Make an exact copy of all the records that follow, apart from the pictures.

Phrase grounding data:

Segment Open

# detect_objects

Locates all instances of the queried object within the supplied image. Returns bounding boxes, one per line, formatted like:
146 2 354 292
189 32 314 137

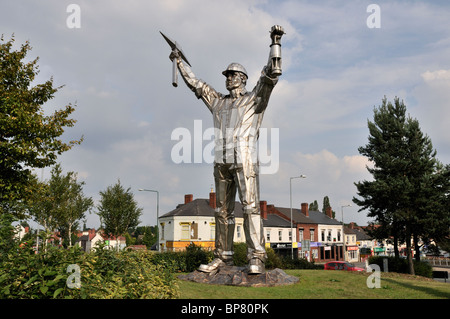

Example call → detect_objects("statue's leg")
198 163 236 273
234 156 267 274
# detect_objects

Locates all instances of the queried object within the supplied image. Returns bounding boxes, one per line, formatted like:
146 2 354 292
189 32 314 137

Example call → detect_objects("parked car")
324 261 364 272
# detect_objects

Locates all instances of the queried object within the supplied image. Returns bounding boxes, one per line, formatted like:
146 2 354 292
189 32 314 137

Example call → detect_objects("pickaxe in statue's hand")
160 31 191 87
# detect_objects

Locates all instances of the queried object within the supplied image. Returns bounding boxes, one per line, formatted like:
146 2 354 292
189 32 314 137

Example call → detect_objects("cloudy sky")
2 0 449 228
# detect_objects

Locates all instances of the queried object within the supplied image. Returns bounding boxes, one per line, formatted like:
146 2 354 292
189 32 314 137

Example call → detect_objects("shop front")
374 247 385 255
346 245 359 262
298 241 321 261
317 244 344 262
270 242 298 258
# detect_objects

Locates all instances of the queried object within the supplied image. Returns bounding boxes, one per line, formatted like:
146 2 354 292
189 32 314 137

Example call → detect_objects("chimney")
301 203 309 217
185 194 193 204
350 222 355 229
209 191 216 209
260 201 268 220
326 207 333 218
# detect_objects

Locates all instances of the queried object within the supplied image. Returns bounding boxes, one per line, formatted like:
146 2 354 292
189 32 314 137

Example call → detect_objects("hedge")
146 242 318 271
0 214 179 299
0 243 180 299
368 256 433 278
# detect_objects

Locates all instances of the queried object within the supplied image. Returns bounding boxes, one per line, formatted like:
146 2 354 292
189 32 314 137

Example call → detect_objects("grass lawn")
177 269 450 299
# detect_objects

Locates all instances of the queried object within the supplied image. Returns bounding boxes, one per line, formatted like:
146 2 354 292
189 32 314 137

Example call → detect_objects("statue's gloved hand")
169 50 181 63
270 25 285 44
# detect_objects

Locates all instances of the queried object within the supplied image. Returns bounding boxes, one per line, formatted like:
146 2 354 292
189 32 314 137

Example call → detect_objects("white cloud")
421 69 450 82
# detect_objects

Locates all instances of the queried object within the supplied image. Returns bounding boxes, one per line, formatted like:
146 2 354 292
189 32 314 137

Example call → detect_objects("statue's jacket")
178 61 279 166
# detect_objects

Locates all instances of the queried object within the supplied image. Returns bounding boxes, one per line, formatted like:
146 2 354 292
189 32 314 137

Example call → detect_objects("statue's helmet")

Segment Closed

Answer for this exercise:
# detect_objects

Locates all instances of the queried object within the supplied image. Returns bounding boxes, one per line, formatted like:
146 2 354 292
189 32 314 137


Example call → detect_objects("statue's leg")
198 163 236 273
234 156 267 274
# detect_objects

Locates all instances of the queried object within the supplied image. Returns bounding boxes, one per line, formatted like:
146 2 354 292
189 32 314 137

Example call → detect_objects("parked car")
324 261 364 272
# detect_objects

Locates all instances of the queried object within the supplied image. Returns bounding boxes, one per line, formatted like:
146 2 354 292
189 32 314 137

Example call → detect_objects("pickaxe in statue's hand")
160 31 191 87
# detect_objects

Locates all instances of the queried object within the supplied image. Returns bounding boxes, one per line, formatted like:
146 2 354 292
189 32 314 137

Example call → detect_objects("cloudy sky")
2 0 449 228
# detect_objects

Locates all instances of the queried object within the supplied image. Returns bounding boxes, one per line, formatted like:
146 2 354 292
189 32 314 137

Example call → detect_objects("shop front")
374 247 385 255
346 245 359 262
298 241 321 261
317 244 344 262
270 242 298 258
# detect_objects

Locates all instances of the queried object within the supplied image. Returns bounding boxes, one per line, formatted like:
146 2 354 292
189 32 314 137

Example call → detect_objects("chimney")
301 203 309 217
185 194 193 204
350 222 355 229
209 191 216 209
260 201 268 220
326 207 333 218
# detect_objects

Locates all instances of the queried object within the supplied image. Returns bounding boxes, one per line, formatted like:
146 2 354 292
189 32 314 137

Example call → detect_objects("hedge")
146 242 318 271
0 214 179 299
0 243 180 299
368 256 433 278
# detect_objects

Locates all instances of the queried object within the supplied image. Returns bounding boxes, one per line, formatted like:
146 2 354 292
189 32 314 137

Example call → detect_objects("grass lawn")
177 269 450 299
# detect_objects

Locates all instances of the queried object within the supplied image. Returns bounding boxes, one per line, formatted like:
146 2 354 292
189 32 314 137

Example call → detect_objects("statue's gloved hand")
169 50 181 63
270 25 285 44
# detect_objects

Locates all instances of the queried object within the supplied image. Returns bounding boxes, one per line, formatted like:
146 2 354 292
189 32 314 137

Example call → detect_objects("white cloud")
421 69 450 82
# detect_objects

Locates all instances of the queried object within the supplied image. Returns bounding boxes, one per line, formatted like:
146 2 354 292
189 32 314 137

Example call → detect_objects("statue's jacket")
178 61 279 166
# detect_objects

Locates all instances of the queried object within the supplied image. Returns bounding boxes, one per line, formatted like:
146 2 354 292
189 32 314 137

Example call → detect_objects("statue's helmet")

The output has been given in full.